Excerpted passage
I am leading a project titled ‘Greenmentality: A Political Ecology of the Green Economy’, which is studying how green economy ideas are being implemented in East Africa and India. The primary objective is to investigate three distinct forms of green governmentality (ecotourism, carbon forestry and climate-smart agriculture) and their reactions from below in selected cases. We are interested in how green economy ideas travel from international conferences and policy papers through national institutions to practical implementation at the local level, what the impact of these practices are, and how people on the ground respond to them through participation and adaptation or various forms of resistance.

  • Is political ecology a useful conceptual approach for understanding global environmental change?

Political ecology typically aims to study the global through a focus on the local. The idea is that one can study global (environmental) processes through detailed case studies where one tries to follow the influences of power and money to other scales. Political ecology has a long history of criticising Malthusian perspectives on environmental change in which population growth and resource scarcity are seen as the driving forces. Instead, there is a focus on political economy factors such as access, rights and distribution as key to understanding change, while keeping an eye on natural fluctuations and the agency of nature. In addition, political ecology often aims to study environmental change both at the level of meaning as well as at the material level and to see how these levels are linked. This is certainly an ambitious research agenda that doesn’t always succeed!

  • Why did you become interested in researching the relationships between conflict and environmental change?

A large part of my research has taken place in the African Sahel, in particular in Mali, where fluctuations in rainfall have caused considerable environmental change during the last few decades. During the droughts of the 1980s, this change was called ‘desertification’, but later rainfall has increased again leading to a re-greening of the Sahel. These drylands are also hotspots of land-use conflicts and in policy-making and media presentations there is a tendency to portray these conflicts as being caused by natural resource scarcity. This means that while there has been a greening of the Sahel, policy-makers and journalists still pretend that widespread desertification is taking place and that this is causing conflicts. I find this contradiction intriguing and interesting.

E.J. Milner-Gulland

  • What is the focus of your current project?

I have a few projects relevant to BIOSEC, linked by an overarching interest in understanding the motivations of individual people who are involved in the wildlife trade. We focus on the two ends of the commodity chain. One set of projects tries to understand the relationships between people and wildlife in rural areas of the developing world (mostly in sub-Saharan Africa), and the effects of conservation interventions on these relationships. For example what role does hunting play in people’s livelihoods, and how can conservation interventions be designed so as to have positive impacts both socially and in conservation terms. At the other end, I’ve just started a project to understand consumer behaviour towards illegal wildlife products in Asia; we will monitor trade in these products (both online and in physical markets), understand how illegal products fit within the broader purchase landscape for these consumers, and explore how to design effective interventions that can change people’s behaviours.

Records from a collection
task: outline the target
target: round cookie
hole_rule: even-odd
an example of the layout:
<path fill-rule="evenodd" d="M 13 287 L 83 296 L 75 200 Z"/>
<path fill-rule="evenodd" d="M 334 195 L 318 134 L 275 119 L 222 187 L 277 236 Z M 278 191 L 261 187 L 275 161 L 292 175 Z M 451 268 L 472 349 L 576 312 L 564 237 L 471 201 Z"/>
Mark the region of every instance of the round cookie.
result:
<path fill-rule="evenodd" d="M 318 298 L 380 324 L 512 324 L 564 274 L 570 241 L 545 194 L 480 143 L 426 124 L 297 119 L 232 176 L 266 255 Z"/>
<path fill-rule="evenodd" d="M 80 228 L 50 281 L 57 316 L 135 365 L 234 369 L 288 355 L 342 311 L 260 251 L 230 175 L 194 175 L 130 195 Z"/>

Written problem A
Please reproduce the stretch of the research interview from "A large part" through "intriguing and interesting.".
Written problem B
Carry on the research interview from the point where it ends.
The records are separate material from the research interview.

Exercise response A
A large part of my research has taken place in the African Sahel, in particular in Mali, where fluctuations in rainfall have caused considerable environmental change during the last few decades. During the droughts of the 1980s, this change was called ‘desertification’, but later rainfall has increased again leading to a re-greening of the Sahel. These drylands are also hotspots of land-use conflicts and in policy-making and media presentations there is a tendency to portray these conflicts as being caused by natural resource scarcity. This means that while there has been a greening of the Sahel, policy-makers and journalists still pretend that widespread desertification is taking place and that this is causing conflicts. I find this contradiction intriguing and interesting.

Exercise response B
  • What first ignited your interest in illegal wildlife trade?

I first got into this field during my PhD in the late 1980s. That was a time when the ivory trade in particular was of major public concern at the international level, and I was just starting my PhD with an interest in wildlife population dynamics and conservation. My supervisor happened to have a contract to work with CITES to understand the effect of the ivory trade on elephant population dynamics, and he brought me in on it in my first term as a PhD student. It was fascinating, but also a rather brutal introduction to the world of international conservation politics – the ivory debates now give me a strong sense of deja vu! After my PhD I continued working on issues around hunting and human motivations, but in less high profile areas such as bushmeat; I have been drawn back into the big international debates on trade in species like rhinos and elephants now, but I feel much more confident to engage now after 25 years working in the field than I did then as a young student!

  • What do you think are the most pressing issues in the illegal wildlife trade?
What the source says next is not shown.